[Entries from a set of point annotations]
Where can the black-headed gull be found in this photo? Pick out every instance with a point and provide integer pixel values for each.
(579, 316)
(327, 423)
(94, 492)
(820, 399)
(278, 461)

■ OBJECTIVE
Reproduce all of the data above verbatim, line by line.

■ TASK OUTPUT
Where can the black-headed gull be found in this photo? Pick out every instance with a point and provide integer pixel values for each.
(579, 316)
(327, 423)
(94, 492)
(820, 399)
(278, 461)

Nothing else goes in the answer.